Sayfa metni:
----------

Diğer yandan Taner'in de insani halleri enteresan geldi tabii bünyeme. İnsanlık çöktü çocuğun üstüne. Aslında vicdan Taner'e yakışıyormuş bunu görmüş olduk. Yıllarca annesine yapılan zulme şahit olmamak için aslında sahte bir karakterin içine gömüldüğünü ve bu bölümde çözüldüğünü gördük. Anne-oğul sahnesi de etkileyici sahnelerden biriydi. Senaristler gözyaşımıza abanmışlar resmen. Kapıda bekleyen Cahide Sultan da dinler, içine vicdan kaçan Taner, biraz ona örnek olur da belki yumuşar diye düşündüm. Ama her zamanki gibi beklentilerim yalan oldu. Yani tam yalan oldu da diyip hakkını yiyemeyiz, bir gıdımcık, mikroskopla bakınca görülecek kadar yumuşama olmuş olabilir ama Şevket zararlısı bu duruma turp sıktı. Çay bahçesinde Mebrure ve Yener'i bir takım tuhaf hareketler içinde görünce, yıllardır beklediği onun tabiriyle beş parasız boşanma yollarının kapıları açıldı.
Parçala beni Taner. Bu kız buna bile sevinir.

----------

Verilen görev A: Sayfa metnine göre Taner, yıllarca neye şahit olmamak için sahte bir karakterin içine gömülmüş?

Nokta tabanlı etiketleme verisi
----------

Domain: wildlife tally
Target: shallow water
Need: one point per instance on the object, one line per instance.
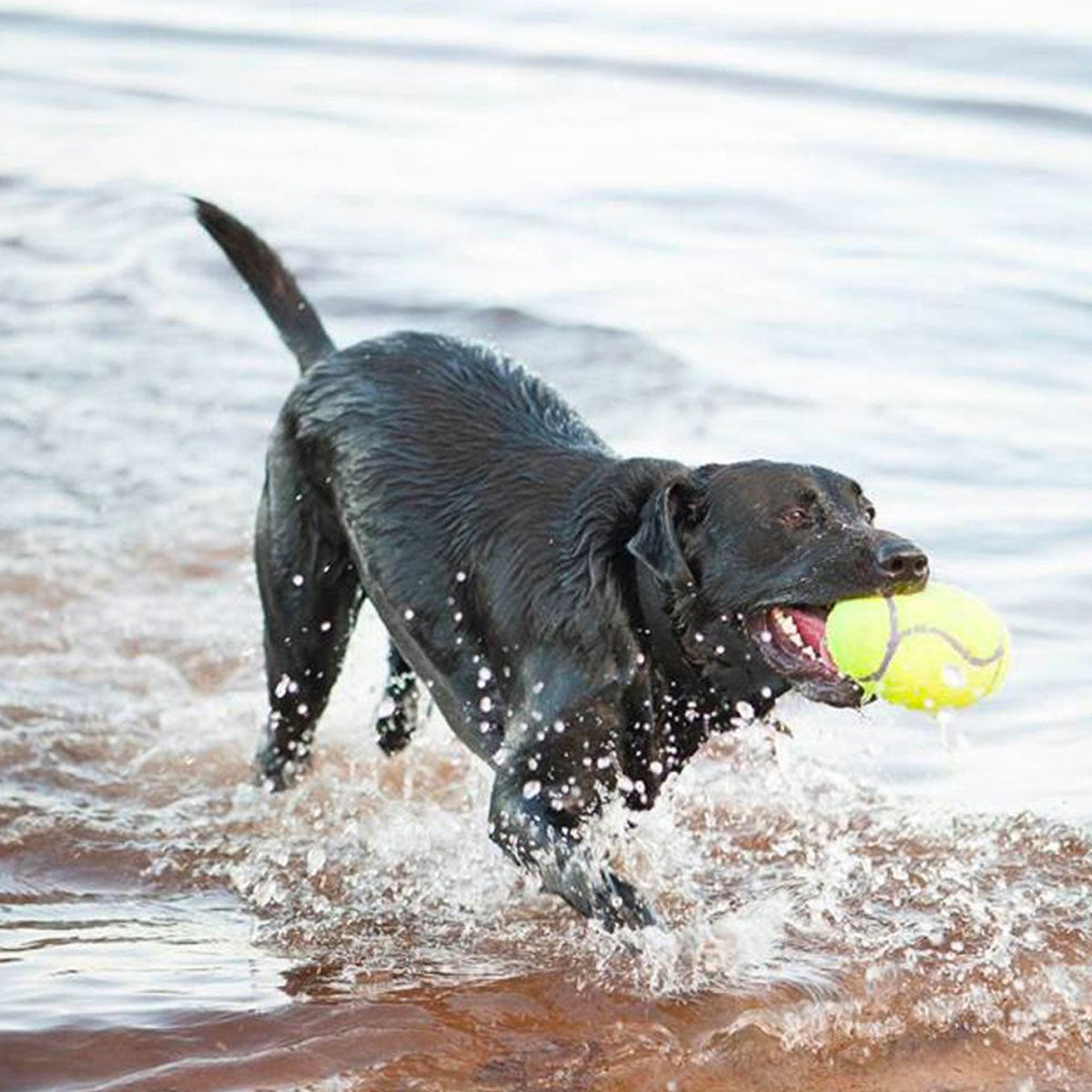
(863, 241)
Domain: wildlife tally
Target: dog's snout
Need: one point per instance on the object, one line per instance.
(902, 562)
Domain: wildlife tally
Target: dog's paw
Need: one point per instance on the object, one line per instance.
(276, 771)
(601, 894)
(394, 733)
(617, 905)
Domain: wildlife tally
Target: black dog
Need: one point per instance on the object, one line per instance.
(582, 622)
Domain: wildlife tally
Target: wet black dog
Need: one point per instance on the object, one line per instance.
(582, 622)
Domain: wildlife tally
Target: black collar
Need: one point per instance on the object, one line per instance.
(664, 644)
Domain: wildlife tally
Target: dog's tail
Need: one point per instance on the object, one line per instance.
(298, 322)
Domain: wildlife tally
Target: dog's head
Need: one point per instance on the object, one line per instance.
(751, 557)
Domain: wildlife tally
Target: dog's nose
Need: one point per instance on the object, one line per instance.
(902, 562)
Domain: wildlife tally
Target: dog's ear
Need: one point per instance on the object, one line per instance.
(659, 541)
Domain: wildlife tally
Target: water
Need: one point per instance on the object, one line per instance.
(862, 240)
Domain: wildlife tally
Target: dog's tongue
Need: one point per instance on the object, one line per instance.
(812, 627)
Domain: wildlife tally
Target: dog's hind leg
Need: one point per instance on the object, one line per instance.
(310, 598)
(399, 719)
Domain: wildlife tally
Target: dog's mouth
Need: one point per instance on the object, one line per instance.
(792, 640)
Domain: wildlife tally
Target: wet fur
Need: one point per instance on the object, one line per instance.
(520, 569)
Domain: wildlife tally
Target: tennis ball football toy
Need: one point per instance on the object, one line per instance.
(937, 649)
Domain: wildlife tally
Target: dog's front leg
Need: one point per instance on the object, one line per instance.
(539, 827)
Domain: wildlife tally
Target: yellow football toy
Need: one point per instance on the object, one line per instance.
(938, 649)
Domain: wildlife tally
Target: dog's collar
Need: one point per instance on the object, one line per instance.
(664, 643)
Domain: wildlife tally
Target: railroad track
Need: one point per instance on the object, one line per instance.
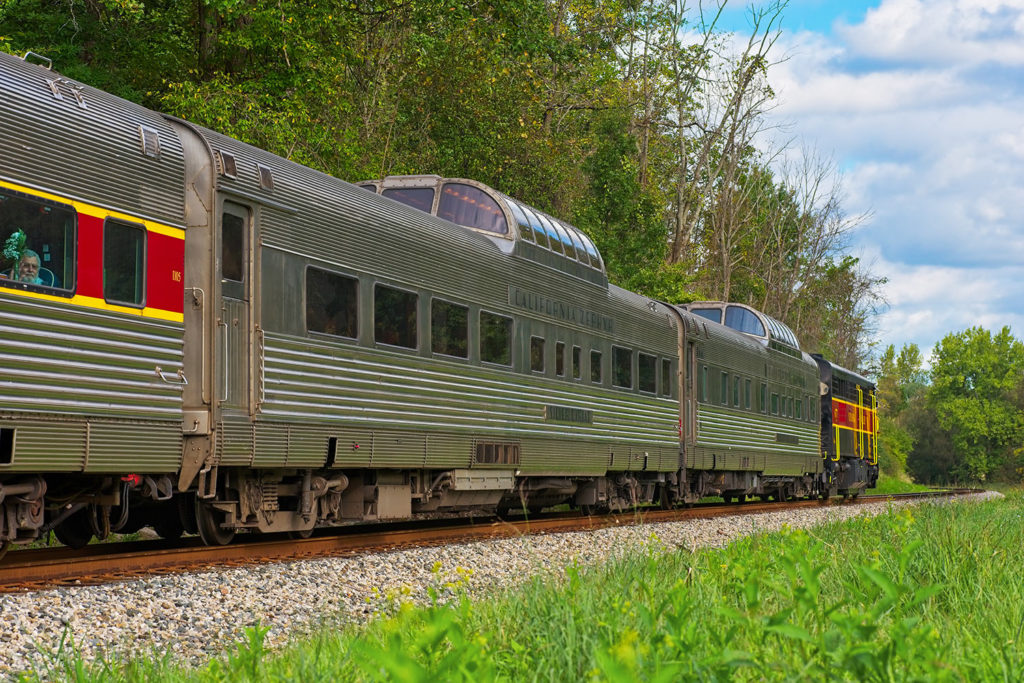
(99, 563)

----------

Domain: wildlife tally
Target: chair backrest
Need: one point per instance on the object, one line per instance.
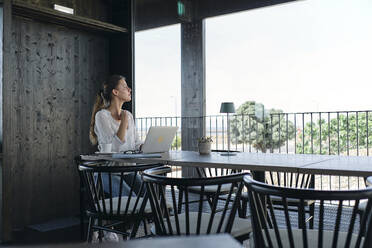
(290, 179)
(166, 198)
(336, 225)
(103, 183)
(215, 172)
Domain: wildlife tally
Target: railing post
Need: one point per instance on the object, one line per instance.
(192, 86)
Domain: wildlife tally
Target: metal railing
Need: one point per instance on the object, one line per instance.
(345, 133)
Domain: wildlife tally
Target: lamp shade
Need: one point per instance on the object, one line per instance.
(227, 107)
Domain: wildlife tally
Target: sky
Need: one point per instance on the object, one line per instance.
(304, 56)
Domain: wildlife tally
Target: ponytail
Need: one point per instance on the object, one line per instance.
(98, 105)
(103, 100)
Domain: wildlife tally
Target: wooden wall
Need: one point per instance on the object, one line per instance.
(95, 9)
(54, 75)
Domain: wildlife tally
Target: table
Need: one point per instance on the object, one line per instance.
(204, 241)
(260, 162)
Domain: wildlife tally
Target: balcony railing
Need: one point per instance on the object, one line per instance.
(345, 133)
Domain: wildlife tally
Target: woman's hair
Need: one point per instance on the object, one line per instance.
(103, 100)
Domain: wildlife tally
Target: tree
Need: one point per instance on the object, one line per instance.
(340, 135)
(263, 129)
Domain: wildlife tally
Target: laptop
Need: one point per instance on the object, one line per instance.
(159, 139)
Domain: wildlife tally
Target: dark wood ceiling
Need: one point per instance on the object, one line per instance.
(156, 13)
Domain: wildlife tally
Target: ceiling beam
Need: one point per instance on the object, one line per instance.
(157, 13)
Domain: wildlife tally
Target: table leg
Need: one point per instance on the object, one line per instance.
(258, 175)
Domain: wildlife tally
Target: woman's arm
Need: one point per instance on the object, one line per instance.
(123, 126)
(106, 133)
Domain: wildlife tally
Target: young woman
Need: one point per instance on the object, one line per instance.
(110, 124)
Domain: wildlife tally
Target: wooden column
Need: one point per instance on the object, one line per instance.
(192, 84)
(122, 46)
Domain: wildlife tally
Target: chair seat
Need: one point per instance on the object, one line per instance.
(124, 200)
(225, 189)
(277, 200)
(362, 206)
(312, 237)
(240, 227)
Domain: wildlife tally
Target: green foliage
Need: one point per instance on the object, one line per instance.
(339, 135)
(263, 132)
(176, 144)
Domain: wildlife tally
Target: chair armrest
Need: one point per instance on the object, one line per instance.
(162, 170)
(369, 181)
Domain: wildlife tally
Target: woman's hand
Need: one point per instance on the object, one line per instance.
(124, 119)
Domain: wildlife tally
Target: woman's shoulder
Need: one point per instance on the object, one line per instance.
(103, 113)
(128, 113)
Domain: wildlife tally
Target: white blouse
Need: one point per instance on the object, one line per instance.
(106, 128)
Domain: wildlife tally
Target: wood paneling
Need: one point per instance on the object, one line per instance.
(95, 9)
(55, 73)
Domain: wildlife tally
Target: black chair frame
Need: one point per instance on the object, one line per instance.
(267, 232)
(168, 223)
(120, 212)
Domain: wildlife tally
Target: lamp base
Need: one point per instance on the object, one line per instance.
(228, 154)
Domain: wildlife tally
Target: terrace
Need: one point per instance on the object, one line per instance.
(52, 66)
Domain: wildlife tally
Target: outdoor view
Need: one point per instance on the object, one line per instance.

----------

Verilen görev B: Satırlar arasında "railing" dizesini içeren her satırı bulun ve kopyalayın. Büyük-küçük harf ayrımı dikkate alınsın.

Eksiksiz yanıt A: Annesine yapılan zulme.

Eksiksiz yanıt B:
Target: railing post
Target: metal railing
Target: balcony railing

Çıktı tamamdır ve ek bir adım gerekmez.